Clusters should be interpretable and actionable. This in a way limits number of clusters. Too many clusters will lead to losing the ability to interpret the clusters . Less number of cluster might risk towards generalizing , creating a simplistic treatment and missing the opportunity for a more tailored and effective approach.
To determine the optimal value of k , using silhouette and dunn’s Index method for each of the categories:-
#Creating variable p1 ,p2 to store fviz_nbclust() output for different methods:
P1<-fviz_nbclust(Purchase_Behaviour_norm, kmeans, method = "silhouette",k.max=5) + ggtitle("Purchase Behaviour")
P2<-fviz_nbclust(Basis_Purchase_norm, kmeans, method = "silhouette",k.max=5) + ggtitle("Basis for Purchase")
P3<-fviz_nbclust(Basis_Behaviour_Purchase_norm, kmeans, method = "silhouette",k.max=5)+ ggtitle("Basis for purchase + Purchase Behaviour")
#Plotting based on Silhouette Method and ELbow method :
gridExtra::grid.arrange(P1, P2,P3, nrow = 1)
Result: As per the silhouette method we can see that the optimal value forthe below :- + Purchase Behavior ,k= 2 , + Basis of purchase k= 4 and + the combination of both has optimal k =5.

_Information provided:_
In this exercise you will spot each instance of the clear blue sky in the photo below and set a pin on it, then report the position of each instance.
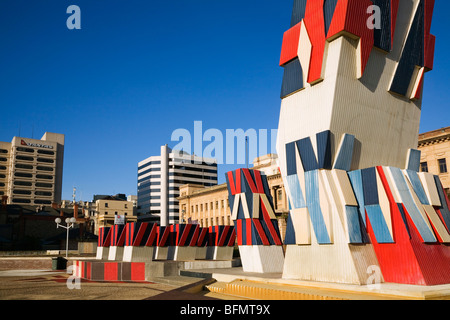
(138, 70)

_Written problem A:_
Repeat the clustering text above word for word, from "#Plotting based on" to "optimal k =5.".
_Written problem B:_
Turn the paragraph of the clustering text that begins "Clusters should be interpretable" into a short bulleted list that keeps its main points.

_Answer A:_
#Plotting based on Silhouette Method and ELbow method :
gridExtra::grid.arrange(P1, P2,P3, nrow = 1)
Result: As per the silhouette method we can see that the optimal value forthe below :- + Purchase Behavior ,k= 2 , + Basis of purchase k= 4 and + the combination of both has optimal k =5.

_Answer B:_
- Clusters need to be interpretable and actionable, which limits how many there should be.
- Too many clusters cost the ability to interpret them.
- Too few clusters risk generalizing, creating a simplistic treatment, and missing the chance for a more tailored and effective approach.